#### The problem
Would you please output the records exactly as they appear below?

#### Records shown

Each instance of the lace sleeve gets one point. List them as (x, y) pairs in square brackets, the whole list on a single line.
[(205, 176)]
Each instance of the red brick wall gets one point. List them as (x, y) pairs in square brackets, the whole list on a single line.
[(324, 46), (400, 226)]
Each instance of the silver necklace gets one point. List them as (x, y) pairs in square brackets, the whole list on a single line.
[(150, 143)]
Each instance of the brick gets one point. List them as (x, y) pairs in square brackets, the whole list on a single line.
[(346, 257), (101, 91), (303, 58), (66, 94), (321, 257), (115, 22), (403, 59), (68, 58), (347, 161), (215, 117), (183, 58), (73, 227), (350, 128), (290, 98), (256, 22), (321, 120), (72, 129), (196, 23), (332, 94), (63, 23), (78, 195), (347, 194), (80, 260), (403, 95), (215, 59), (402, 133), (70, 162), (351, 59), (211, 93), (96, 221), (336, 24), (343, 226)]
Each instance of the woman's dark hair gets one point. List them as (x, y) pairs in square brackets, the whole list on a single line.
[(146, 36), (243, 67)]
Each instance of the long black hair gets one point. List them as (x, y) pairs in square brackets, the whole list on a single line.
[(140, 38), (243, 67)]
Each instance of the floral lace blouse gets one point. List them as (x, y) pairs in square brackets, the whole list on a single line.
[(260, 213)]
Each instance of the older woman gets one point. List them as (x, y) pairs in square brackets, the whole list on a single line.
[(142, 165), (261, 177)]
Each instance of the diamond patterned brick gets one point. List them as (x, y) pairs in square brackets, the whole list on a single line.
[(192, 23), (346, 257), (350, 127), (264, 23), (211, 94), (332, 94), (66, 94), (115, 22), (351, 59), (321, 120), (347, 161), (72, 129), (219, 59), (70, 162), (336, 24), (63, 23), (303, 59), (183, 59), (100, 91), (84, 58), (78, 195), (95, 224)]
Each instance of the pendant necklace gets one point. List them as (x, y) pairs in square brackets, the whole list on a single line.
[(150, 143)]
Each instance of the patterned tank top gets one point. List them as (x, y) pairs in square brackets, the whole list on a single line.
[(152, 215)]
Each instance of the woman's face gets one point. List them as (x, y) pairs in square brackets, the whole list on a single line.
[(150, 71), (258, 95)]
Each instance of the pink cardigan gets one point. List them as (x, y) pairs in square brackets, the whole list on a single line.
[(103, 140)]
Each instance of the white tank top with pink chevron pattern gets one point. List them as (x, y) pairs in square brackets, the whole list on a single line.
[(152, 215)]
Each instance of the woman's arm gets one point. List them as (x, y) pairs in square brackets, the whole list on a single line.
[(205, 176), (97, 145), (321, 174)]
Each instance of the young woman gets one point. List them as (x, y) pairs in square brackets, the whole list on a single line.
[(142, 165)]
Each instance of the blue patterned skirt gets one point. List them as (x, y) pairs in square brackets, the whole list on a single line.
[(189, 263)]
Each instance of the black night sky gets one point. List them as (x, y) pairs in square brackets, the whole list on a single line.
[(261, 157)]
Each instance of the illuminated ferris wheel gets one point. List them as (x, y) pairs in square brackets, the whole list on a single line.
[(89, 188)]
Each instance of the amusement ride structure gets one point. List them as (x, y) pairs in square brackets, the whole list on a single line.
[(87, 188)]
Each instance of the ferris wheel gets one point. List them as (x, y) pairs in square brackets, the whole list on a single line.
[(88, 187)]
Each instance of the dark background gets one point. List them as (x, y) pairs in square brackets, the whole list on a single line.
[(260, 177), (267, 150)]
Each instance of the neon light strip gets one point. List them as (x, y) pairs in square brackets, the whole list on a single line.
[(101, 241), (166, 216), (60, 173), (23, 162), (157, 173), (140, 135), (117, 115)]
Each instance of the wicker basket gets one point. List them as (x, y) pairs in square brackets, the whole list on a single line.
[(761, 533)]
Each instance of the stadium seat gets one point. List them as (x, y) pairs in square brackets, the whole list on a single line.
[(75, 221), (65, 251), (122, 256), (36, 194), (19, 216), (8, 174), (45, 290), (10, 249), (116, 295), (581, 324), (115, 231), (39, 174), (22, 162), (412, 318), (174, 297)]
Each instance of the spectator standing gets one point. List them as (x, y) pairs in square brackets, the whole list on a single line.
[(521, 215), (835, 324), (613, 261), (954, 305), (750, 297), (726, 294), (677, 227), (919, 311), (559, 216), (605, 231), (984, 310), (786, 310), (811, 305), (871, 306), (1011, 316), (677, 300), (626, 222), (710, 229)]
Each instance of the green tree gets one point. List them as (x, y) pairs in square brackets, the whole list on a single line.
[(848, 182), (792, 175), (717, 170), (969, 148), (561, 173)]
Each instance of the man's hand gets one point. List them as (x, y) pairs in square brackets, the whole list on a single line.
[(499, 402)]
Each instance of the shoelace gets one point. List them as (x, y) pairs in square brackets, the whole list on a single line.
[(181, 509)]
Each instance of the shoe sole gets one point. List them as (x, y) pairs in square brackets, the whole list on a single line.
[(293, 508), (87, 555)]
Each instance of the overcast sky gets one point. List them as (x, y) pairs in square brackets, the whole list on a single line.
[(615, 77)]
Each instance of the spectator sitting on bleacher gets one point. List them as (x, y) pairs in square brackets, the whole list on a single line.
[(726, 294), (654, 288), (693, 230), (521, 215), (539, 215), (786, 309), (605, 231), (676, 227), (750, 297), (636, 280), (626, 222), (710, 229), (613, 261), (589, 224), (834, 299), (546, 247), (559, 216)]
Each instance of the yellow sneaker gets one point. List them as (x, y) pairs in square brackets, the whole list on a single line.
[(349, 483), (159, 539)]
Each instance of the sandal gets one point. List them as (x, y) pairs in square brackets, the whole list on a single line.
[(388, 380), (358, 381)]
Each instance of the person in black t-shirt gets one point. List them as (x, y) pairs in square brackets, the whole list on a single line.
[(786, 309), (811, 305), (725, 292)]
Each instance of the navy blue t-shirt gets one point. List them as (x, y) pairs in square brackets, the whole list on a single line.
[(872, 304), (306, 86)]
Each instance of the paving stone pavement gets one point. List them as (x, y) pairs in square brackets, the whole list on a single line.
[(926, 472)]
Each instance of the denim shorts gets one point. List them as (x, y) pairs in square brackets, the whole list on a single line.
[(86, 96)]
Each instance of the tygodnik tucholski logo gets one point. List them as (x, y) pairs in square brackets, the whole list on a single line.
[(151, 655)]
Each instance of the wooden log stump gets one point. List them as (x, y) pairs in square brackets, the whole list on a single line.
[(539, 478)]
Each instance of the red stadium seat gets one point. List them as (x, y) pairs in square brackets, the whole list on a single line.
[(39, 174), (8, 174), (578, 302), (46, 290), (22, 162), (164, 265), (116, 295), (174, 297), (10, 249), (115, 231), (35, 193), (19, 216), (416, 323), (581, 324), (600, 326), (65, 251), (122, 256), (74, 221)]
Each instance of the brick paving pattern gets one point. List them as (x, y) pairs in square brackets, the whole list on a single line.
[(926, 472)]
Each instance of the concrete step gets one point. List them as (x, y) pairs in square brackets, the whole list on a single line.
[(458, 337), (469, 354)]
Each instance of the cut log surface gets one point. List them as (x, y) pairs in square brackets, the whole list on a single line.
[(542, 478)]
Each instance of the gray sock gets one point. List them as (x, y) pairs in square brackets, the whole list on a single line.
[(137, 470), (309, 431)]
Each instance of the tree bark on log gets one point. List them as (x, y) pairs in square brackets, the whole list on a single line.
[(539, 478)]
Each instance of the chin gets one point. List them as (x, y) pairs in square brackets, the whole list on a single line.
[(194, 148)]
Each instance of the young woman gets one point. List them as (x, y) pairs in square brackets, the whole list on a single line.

#### Finished exercise
Each instance of the lace sleeve gets one point. List them as (x, y) pairs in square brackets, the whole list on a single line.
[(205, 176)]
Each instance of the red brick wall gets one point. List them as (x, y) pairs in square brackets, the whole list on a single line.
[(324, 46), (400, 226)]
Each instance of the silver necklace gets one point. List them as (x, y) pairs in square brackets, the whole list on a single line.
[(150, 143)]
Each instance of the brick gets one point. List them as (x, y) pairs in square brackets, the whole list on a single line.
[(346, 257), (101, 91), (303, 58), (66, 94), (321, 257), (115, 22), (403, 59), (68, 58), (347, 161), (215, 117), (183, 58), (73, 227), (350, 128), (290, 98), (256, 22), (321, 120), (72, 129), (196, 23), (332, 94), (63, 23), (78, 195), (347, 194), (80, 260), (403, 95), (215, 59), (402, 133), (70, 162), (351, 59), (211, 93), (96, 221), (336, 24), (343, 226)]
Each instance of the woman's dark hair gets one point. List them as (x, y) pairs in square brackets, the whole list on a single line.
[(146, 36), (243, 67)]
Each instance of the long black hair gets one point. List them as (x, y) pairs in square brackets, the whole list on a single line.
[(140, 38), (243, 67)]
Each instance of the floral lace blouse gets one point. List them as (x, y) pairs in square brackets, the whole list on a single line.
[(260, 213)]
Each instance of the older woman gets one point. List them as (x, y) pairs in square brackets, the whole list on a single line.
[(142, 165), (261, 177)]
Each instance of the diamond patterned brick gets one point. List them as (x, y) pairs in square brackets, the whole list on a single line.
[(192, 23), (346, 257), (350, 127), (264, 23), (211, 94), (332, 94), (66, 94), (115, 22), (351, 59), (321, 120), (347, 161), (72, 129), (219, 59), (70, 162), (336, 24), (63, 23), (303, 59), (183, 59), (100, 91), (84, 58), (78, 195), (95, 224)]
Each instance of the pendant necklace gets one point. List them as (x, y) pairs in square brackets, the whole list on a single line.
[(150, 143)]
Each instance of the patterned tank top gets one point. List them as (x, y) pairs in square brackets, the whole list on a single line.
[(152, 215)]
Each instance of the woman's face gets one point. List them as (x, y) pairs in square brackets, the whole list on a single line.
[(150, 71), (258, 95)]
Each instance of the pink cardigan gets one point. List them as (x, y) pairs in square brackets, the whole list on a single line.
[(103, 140)]
Each instance of the white tank top with pink chevron pattern gets one point. List them as (x, y) pairs in square brackets, the whole list on a single line.
[(152, 215)]
Each instance of the woman's arm gets one point. List them as (x, y) pairs in square brackets, the whole list on a single line.
[(205, 176), (97, 145), (321, 174)]
Each instance of the young woman gets one point. List them as (x, y) pairs in square brackets, the whole list on a single line.
[(142, 165)]
Each instance of the blue patterned skirt gets one point. List them as (x, y) pairs in square brackets, the whole list on a single line.
[(189, 263)]
Each instance of the black night sky gets one point. List them as (x, y) pairs in square brackets, the whole list on a single line.
[(261, 157)]
Each instance of the illuminated ferris wheel gets one point. List them as (x, y) pairs in square brackets, the whole list on a single line.
[(89, 188)]
Each instance of the amusement ride structure gets one point. List them as (x, y) pairs in square brackets, the whole list on a single line.
[(87, 188)]
Each instance of the ferris wheel gets one point. List them as (x, y) pairs in square brackets, the whole list on a single line.
[(88, 187)]
Each instance of the dark background gets one point. List them as (x, y) pairs in square brackets, the whole list on a single line.
[(260, 177), (267, 150)]
Each instance of the neon light strip gets one point. List them as (x, y) pairs in square brackets, the whole list on a single line.
[(101, 241), (166, 216), (60, 173), (23, 162), (157, 173), (140, 135), (117, 115)]
Each instance of the wicker basket gets one point. List them as (x, y) pairs in square brackets, the whole list on a single line.
[(761, 533)]
Each instance of the stadium seat gets one point. List them as (x, y) pairs in square brackets, the whole list on a single line.
[(75, 221), (65, 251), (122, 256), (36, 194), (19, 216), (8, 174), (45, 290), (10, 249), (116, 295), (581, 324), (115, 231), (39, 174), (22, 162), (412, 318), (174, 297)]
Each instance of the spectator standing gets one point. List them as (x, y) pairs in square brackets, the whole list on a single line.
[(521, 215), (835, 324), (613, 261), (954, 305), (750, 297), (726, 294), (677, 227), (919, 311), (559, 216), (605, 231), (984, 310), (786, 310), (811, 305), (871, 306), (1011, 316), (677, 300), (626, 222), (710, 229)]
Each instance of the green tree gets one point. List them as (x, y) pairs in square brackets, the whole list on a single line.
[(848, 182), (792, 175), (717, 170), (969, 148), (561, 173)]
Each instance of the man's hand gets one point. List them as (x, y) pairs in square brackets, the whole list on a single line.
[(499, 402)]
Each instance of the shoelace gets one point. List them as (x, y) pairs in square brackets, the whole list on a single line.
[(181, 509)]
Each instance of the shoe sole gets one point. List them as (x, y) pairs in square brackets, the whole list on a single line.
[(293, 508), (87, 555)]
Each instance of the overcast sky gets one point. List them as (x, y) pairs in square brackets, the whole list on a single line.
[(615, 77)]
Each instance of the spectator sitting on bleacher gets one point. List them as (x, y) pairs in square brackets, the whole list on a single line.
[(726, 294), (654, 288), (693, 230), (521, 215), (539, 215), (786, 309), (605, 231), (676, 227), (750, 297), (636, 280), (626, 222), (710, 229), (613, 261), (589, 224), (834, 299), (546, 247), (559, 216)]
Each instance of the yellow sneaker gets one point. List them as (x, y) pairs in square brackets, the whole list on a single line.
[(349, 483), (159, 539)]
Each instance of the sandal gets one point. List them as (x, y) pairs in square brackets, the whole list on a single line.
[(388, 380), (358, 381)]
Each instance of the person in black t-shirt gets one point. List them as (x, y) pairs in square brackets, the whole list on a single line.
[(786, 309), (811, 305), (725, 292)]
Each instance of the navy blue t-shirt gets one point. List them as (x, y) pairs in square brackets, the whole list on a single line.
[(872, 304), (306, 86)]
Each instance of the paving stone pavement gets one point. List them as (x, y) pairs in square brackets, the whole list on a single line.
[(926, 472)]
Each instance of the denim shorts gets one point. List them as (x, y) pairs in square brackets, the whole list on a single line.
[(86, 96)]
Each instance of the tygodnik tucholski logo gets one point. List them as (x, y) pairs in square brackets, the whole list on a single line.
[(151, 655)]
Each instance of the wooden log stump gets one point. List them as (x, y) pairs in square brackets, the whole list on a single line.
[(539, 478)]
Each instance of the red stadium seat gets one point. List them as (x, y) pairs in square brackets, the whole list on a single line.
[(39, 174), (8, 174), (578, 302), (46, 290), (22, 162), (164, 265), (116, 295), (174, 297), (10, 249), (115, 231), (35, 193), (19, 216), (416, 323), (581, 324), (600, 326), (65, 251), (122, 256), (74, 221)]
Each instance of the brick paving pattern gets one point. List them as (x, y) pairs in square brackets, the whole list on a single line.
[(926, 472)]
Each instance of the concrete step gets one point. List them as (x, y) pairs in square brackets, the whole list on a single line.
[(458, 337), (469, 354)]
Each instance of the cut log surface gets one point. List them as (x, y) pairs in square brackets, the whole list on a single line.
[(542, 478)]
Each instance of the gray sock gets one point. List them as (x, y) pairs in square brackets, the whole list on a single line.
[(137, 470), (309, 431)]
Each instance of the tree bark on log gets one point. List them as (x, y) pairs in square brackets, the whole list on a single line.
[(539, 478)]
Each instance of the chin gets one point. List them as (x, y) pairs in square brackets, the whole list on a single line.
[(194, 148)]
Each instance of the young woman gets one point. List them as (x, y) pairs in square brackets, the whole list on a single line.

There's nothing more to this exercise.